◆ Problem to solve
Would you repeat every line below exactly, please?

◆ Input data

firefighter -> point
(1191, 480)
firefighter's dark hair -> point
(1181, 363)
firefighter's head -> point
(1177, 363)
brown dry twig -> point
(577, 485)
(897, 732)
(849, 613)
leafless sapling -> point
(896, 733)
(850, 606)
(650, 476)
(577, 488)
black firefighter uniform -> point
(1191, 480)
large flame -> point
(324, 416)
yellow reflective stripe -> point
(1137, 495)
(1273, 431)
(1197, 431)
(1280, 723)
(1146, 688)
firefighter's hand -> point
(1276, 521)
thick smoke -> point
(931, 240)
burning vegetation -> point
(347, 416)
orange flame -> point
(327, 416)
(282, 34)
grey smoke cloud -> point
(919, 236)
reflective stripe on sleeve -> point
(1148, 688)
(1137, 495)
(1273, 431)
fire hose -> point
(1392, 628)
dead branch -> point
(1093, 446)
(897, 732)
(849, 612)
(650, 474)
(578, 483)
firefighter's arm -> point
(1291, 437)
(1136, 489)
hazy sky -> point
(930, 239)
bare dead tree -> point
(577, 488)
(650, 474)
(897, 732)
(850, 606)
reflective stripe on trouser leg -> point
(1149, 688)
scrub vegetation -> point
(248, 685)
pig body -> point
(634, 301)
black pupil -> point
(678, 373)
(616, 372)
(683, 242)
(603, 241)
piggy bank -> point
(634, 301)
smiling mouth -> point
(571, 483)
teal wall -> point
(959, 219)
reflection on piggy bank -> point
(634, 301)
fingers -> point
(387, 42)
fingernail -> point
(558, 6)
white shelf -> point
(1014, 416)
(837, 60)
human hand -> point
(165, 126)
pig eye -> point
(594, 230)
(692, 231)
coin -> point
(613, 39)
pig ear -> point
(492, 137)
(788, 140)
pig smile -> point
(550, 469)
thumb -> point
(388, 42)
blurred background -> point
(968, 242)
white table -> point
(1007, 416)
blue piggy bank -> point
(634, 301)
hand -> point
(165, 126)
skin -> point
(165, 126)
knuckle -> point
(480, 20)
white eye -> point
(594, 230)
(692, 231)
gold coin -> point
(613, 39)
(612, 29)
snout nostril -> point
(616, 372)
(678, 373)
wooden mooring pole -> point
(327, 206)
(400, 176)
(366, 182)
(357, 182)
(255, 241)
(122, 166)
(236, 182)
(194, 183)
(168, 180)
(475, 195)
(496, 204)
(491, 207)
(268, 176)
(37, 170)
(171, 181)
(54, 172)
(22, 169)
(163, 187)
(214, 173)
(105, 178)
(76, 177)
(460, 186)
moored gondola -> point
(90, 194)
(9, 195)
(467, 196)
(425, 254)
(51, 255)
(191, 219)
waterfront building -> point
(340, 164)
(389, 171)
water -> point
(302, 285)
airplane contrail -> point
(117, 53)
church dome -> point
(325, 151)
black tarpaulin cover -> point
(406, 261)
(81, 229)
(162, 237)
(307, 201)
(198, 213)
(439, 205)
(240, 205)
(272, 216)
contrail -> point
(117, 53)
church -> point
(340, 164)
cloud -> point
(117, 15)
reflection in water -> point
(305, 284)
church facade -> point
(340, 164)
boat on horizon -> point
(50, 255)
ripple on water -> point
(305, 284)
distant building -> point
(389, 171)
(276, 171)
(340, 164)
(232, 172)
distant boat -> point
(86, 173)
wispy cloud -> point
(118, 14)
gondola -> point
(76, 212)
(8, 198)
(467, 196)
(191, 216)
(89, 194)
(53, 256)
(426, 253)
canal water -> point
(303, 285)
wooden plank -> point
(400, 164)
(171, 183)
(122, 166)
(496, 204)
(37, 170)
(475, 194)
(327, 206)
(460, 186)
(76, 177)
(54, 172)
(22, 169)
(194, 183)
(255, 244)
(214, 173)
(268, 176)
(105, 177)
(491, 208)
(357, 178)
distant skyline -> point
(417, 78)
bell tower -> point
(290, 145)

◆ Answer for this exercise
firefighter -> point
(1191, 480)
firefighter's dark hair -> point
(1181, 363)
firefighter's head -> point
(1177, 363)
brown dry twig -> point
(577, 485)
(897, 732)
(849, 613)
leafless sapling -> point
(896, 733)
(850, 606)
(650, 476)
(577, 488)
black firefighter uniform -> point
(1191, 480)
large flame -> point
(324, 416)
yellow reflective stripe -> point
(1137, 495)
(1273, 431)
(1197, 431)
(1280, 723)
(1146, 688)
firefighter's hand -> point
(1276, 521)
thick smoke -> point
(931, 240)
burning vegetation -> point
(347, 416)
orange flame -> point
(327, 416)
(282, 34)
grey smoke cloud -> point
(919, 236)
reflective stripe on sleeve -> point
(1148, 688)
(1137, 495)
(1273, 431)
fire hose -> point
(1392, 628)
dead branch -> point
(1093, 446)
(897, 732)
(849, 612)
(650, 474)
(578, 483)
firefighter's arm -> point
(1291, 437)
(1136, 489)
hazy sky -> point
(930, 239)
bare dead tree -> point
(577, 488)
(650, 474)
(897, 732)
(850, 606)
reflective stripe on trouser leg -> point
(1149, 688)
scrub vegetation -> point
(248, 685)
pig body -> point
(634, 301)
black pupil -> point
(678, 373)
(616, 372)
(683, 242)
(603, 241)
piggy bank -> point
(634, 301)
smiling mouth -> point
(571, 483)
teal wall -> point
(959, 219)
reflection on piggy bank -> point
(634, 301)
fingers -> point
(387, 42)
fingernail -> point
(558, 6)
white shelf -> point
(1014, 416)
(837, 60)
human hand -> point
(165, 126)
pig eye -> point
(594, 230)
(692, 231)
coin -> point
(613, 39)
pig ear -> point
(492, 137)
(788, 140)
pig smile -> point
(550, 469)
thumb -> point
(388, 42)
blurred background -> point
(968, 242)
white table -> point
(1007, 416)
blue piggy bank -> point
(634, 301)
hand -> point
(165, 126)
skin -> point
(165, 126)
knuckle -> point
(480, 20)
white eye -> point
(594, 230)
(692, 231)
gold coin -> point
(613, 39)
(612, 29)
snout nostril -> point
(616, 372)
(678, 373)
wooden mooring pole -> point
(327, 206)
(400, 176)
(366, 182)
(357, 182)
(255, 241)
(122, 166)
(236, 182)
(194, 183)
(168, 180)
(475, 195)
(496, 204)
(491, 207)
(268, 176)
(37, 170)
(171, 181)
(54, 172)
(22, 169)
(163, 187)
(214, 173)
(105, 178)
(76, 177)
(460, 186)
moored gondola -> point
(90, 194)
(9, 195)
(467, 196)
(425, 254)
(51, 255)
(191, 219)
waterfront building -> point
(340, 164)
(389, 171)
water -> point
(302, 285)
airplane contrail -> point
(117, 53)
church dome -> point
(325, 151)
black tarpaulin cover -> point
(406, 261)
(81, 229)
(162, 237)
(307, 201)
(198, 213)
(439, 205)
(240, 205)
(272, 216)
contrail -> point
(117, 53)
church -> point
(340, 164)
cloud -> point
(117, 15)
reflection in water -> point
(305, 284)
church facade -> point
(340, 164)
boat on horizon -> point
(50, 255)
ripple on water -> point
(305, 284)
distant building -> point
(389, 171)
(276, 171)
(340, 164)
(232, 172)
distant boat -> point
(86, 173)
wispy cloud -> point
(118, 14)
gondola -> point
(76, 212)
(8, 198)
(467, 196)
(191, 216)
(89, 194)
(53, 256)
(426, 253)
canal water -> point
(303, 285)
wooden plank -> point
(400, 164)
(171, 183)
(122, 166)
(496, 204)
(37, 170)
(475, 194)
(327, 206)
(460, 186)
(76, 177)
(54, 172)
(22, 169)
(194, 183)
(255, 244)
(214, 173)
(268, 176)
(105, 177)
(491, 208)
(357, 178)
distant skyline -> point
(417, 78)
bell tower -> point
(290, 145)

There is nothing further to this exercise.